### Rows from a pointing dataset
%%
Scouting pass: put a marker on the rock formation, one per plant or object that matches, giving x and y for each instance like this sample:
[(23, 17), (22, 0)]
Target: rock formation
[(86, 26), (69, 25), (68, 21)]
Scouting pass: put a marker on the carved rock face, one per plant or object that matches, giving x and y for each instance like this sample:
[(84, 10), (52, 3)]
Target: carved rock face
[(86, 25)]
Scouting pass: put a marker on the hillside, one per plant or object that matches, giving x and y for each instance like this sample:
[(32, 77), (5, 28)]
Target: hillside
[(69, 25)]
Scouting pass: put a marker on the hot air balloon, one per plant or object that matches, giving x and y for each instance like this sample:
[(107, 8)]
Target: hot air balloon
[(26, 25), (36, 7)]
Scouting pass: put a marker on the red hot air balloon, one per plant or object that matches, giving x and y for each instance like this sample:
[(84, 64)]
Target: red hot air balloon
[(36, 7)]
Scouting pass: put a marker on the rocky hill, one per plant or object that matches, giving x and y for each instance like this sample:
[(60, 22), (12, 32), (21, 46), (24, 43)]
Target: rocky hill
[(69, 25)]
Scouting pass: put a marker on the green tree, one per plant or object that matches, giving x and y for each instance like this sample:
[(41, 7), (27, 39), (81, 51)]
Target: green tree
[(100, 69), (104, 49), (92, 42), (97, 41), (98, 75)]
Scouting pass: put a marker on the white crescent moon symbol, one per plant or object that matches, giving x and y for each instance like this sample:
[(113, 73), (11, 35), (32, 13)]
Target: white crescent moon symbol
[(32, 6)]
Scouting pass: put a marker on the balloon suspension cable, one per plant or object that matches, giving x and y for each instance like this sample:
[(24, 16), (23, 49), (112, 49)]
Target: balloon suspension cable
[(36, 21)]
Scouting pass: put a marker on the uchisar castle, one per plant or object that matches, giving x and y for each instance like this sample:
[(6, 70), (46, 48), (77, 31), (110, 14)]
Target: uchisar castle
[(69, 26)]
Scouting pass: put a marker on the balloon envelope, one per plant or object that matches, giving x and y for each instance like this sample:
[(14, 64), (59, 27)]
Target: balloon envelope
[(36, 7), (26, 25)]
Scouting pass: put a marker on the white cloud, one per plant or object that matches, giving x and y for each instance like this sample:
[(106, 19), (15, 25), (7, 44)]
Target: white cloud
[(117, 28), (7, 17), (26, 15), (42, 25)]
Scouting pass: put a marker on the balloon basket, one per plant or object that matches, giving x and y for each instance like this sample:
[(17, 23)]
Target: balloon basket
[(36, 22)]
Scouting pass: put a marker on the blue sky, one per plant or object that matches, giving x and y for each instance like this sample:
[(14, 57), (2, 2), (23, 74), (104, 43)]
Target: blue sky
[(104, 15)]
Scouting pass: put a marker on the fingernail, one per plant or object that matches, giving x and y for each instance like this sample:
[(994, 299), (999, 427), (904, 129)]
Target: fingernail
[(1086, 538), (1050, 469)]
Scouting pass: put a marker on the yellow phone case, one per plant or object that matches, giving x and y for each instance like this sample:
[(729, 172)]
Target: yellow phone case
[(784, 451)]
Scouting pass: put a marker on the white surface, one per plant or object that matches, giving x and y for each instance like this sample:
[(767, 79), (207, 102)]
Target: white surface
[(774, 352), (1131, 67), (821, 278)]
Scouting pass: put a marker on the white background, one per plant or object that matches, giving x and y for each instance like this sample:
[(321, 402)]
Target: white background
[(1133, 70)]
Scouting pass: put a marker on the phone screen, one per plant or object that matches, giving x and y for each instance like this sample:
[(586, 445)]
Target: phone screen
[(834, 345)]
%%
### Exercise instructions
Copy out every entry above again with no changes.

### Worked solution
Scouting pass: put a marker on the rock formation, one per plant or object that matches, giving x and y for each instance like this sample:
[(23, 17), (22, 0)]
Target: rock formation
[(86, 26), (69, 25), (68, 21)]
Scouting pass: put a marker on the carved rock face, one per plant or object that matches, giving x and y for each instance like this sample:
[(84, 10), (52, 3)]
Target: carved rock face
[(86, 25)]
Scouting pass: put a marker on the hillside, one per plant or object that matches, giving x and y for each instance like this sample:
[(32, 77), (5, 28)]
Target: hillside
[(69, 25)]
Scouting pass: put a marker on the hot air balloon, one per plant or object that matches, giving x and y for each instance like this sample:
[(107, 8)]
Target: hot air balloon
[(26, 25), (36, 7)]
Scouting pass: put a marker on the red hot air balloon, one per plant or object that matches, giving x and y for each instance like this sample:
[(84, 64)]
Target: red hot air balloon
[(36, 7)]
Scouting pass: put a marker on the rocky hill, one per plant or object that matches, giving x and y for each instance like this sample:
[(60, 22), (12, 32), (21, 46), (24, 43)]
Target: rocky hill
[(69, 25)]
Scouting pass: put a marker on the green tree, one per plant or object that matches, giving x and y for each instance like this sample:
[(41, 7), (27, 39), (81, 51)]
Target: green tree
[(100, 69), (104, 49), (92, 42), (97, 41), (98, 75)]
Scouting pass: put a marker on the white crescent moon symbol, one per plant or object that matches, giving x and y for each instance like this sample:
[(113, 73), (11, 35), (32, 13)]
Target: white crescent moon symbol
[(32, 6)]
Scouting pass: put a marker on the balloon suspension cable, one per plant or object that matches, giving x and y for each instance like this sample:
[(24, 16), (23, 49), (112, 49)]
Target: balloon suspension cable
[(36, 21)]
Scouting pass: put a marker on the uchisar castle, one per plant or object that matches, giving x and y for each instance like this sample:
[(6, 70), (46, 48), (77, 31), (110, 14)]
Target: uchisar castle
[(69, 26)]
Scouting pass: put a marker on the balloon envelope, one per plant or object that matches, giving x and y for each instance like this sample:
[(14, 64), (59, 27)]
Target: balloon envelope
[(36, 7), (26, 25)]
Scouting pass: put a marker on the white cloud, one per plant or object that matches, giving x and y for each instance like this sample:
[(106, 19), (15, 25), (7, 44)]
Target: white cloud
[(117, 28), (7, 17), (26, 15), (42, 25)]
Scouting pass: put a marker on the balloon basket, one per plant or object that matches, giving x and y for each instance like this sample:
[(17, 23)]
Target: balloon basket
[(36, 22)]
Scouting pass: put a marker on the blue sky, one per plant or object that matches, giving x and y for each instance like this sample:
[(14, 57), (2, 2), (23, 74), (104, 43)]
Target: blue sky
[(104, 15)]
Scouting pass: put a marker on the fingernail, one per plant or object that matches, giving x and y for each instance like this sample:
[(994, 299), (999, 427), (904, 129)]
Target: fingernail
[(1086, 538), (1050, 469)]
Scouting pass: put a marker on the yellow phone case, one per plant or object that matches, giving x and y for each instance like this sample:
[(729, 172)]
Target: yellow phone case
[(784, 451)]
Scouting pass: put a marker on the white surface, one per plant or object that matches, giving x and y for each instance like this sample:
[(767, 79), (207, 102)]
Target: white surface
[(774, 352), (1131, 67), (821, 278)]
Scouting pass: put a marker on the white background, one per plant or object that matches, giving x and y for each instance like this sample:
[(321, 402)]
Target: white background
[(1133, 70)]
Scouting pass: put a marker on the phone screen, one per plant or object that matches, giving x and y for each instance like this sample:
[(586, 445)]
Target: phone screen
[(834, 345)]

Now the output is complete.